Filter the listing below and copy out each line that contains the word "train", treating uppercase and lowercase as different.

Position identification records
::::::::::

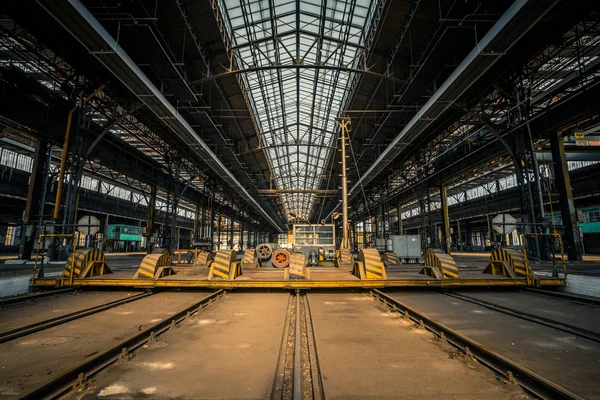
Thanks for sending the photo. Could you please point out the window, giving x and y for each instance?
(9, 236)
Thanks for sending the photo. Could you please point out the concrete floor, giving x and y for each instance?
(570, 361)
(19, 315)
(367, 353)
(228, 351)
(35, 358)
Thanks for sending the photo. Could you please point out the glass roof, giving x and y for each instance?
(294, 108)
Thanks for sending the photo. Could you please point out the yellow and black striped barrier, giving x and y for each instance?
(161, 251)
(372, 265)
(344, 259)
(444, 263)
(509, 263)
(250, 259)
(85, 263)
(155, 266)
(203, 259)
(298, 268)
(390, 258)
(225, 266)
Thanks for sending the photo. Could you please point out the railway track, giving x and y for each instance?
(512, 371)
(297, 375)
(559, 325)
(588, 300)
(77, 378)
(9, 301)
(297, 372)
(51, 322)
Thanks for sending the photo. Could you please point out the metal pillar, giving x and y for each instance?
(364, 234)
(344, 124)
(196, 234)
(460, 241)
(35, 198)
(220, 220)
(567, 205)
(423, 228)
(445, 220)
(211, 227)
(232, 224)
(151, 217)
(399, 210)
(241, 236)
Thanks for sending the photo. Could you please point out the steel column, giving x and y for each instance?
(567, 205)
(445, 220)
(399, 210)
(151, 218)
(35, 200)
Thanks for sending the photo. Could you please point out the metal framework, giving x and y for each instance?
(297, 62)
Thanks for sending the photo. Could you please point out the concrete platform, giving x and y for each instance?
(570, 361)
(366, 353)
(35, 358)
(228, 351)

::::::::::

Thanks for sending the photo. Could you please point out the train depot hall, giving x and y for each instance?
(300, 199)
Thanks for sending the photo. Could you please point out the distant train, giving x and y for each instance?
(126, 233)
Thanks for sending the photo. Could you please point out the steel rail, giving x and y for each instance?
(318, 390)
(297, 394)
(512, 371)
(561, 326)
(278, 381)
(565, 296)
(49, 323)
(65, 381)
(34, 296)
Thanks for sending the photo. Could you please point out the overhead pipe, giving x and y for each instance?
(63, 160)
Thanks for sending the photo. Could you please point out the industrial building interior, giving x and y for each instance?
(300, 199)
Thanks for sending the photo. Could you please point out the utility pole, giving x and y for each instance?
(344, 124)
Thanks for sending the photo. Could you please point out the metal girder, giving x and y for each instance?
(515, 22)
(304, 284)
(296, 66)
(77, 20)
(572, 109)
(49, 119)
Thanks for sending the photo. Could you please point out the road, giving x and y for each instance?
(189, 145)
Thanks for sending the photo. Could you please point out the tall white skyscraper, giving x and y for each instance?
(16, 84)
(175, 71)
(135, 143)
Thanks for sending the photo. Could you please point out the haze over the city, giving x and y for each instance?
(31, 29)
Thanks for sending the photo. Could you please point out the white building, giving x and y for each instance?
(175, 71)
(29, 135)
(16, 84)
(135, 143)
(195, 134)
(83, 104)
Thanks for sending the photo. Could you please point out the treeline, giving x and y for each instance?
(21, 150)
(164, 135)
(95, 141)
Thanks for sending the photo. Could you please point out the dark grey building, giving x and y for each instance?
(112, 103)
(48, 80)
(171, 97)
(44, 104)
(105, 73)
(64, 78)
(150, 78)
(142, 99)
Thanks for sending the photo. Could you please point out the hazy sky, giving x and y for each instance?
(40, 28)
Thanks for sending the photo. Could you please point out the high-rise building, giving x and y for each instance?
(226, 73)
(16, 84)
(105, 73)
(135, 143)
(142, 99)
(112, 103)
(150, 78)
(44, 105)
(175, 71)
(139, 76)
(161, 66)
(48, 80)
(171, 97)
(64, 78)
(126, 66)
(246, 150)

::::::::::

◆ **RESPONSE**:
Thanks for sending the photo. Could you please point out the train depot hall, giving x and y for each instance?
Thanks for sending the photo. Could you please point out the distant train, giving x and y for each instance?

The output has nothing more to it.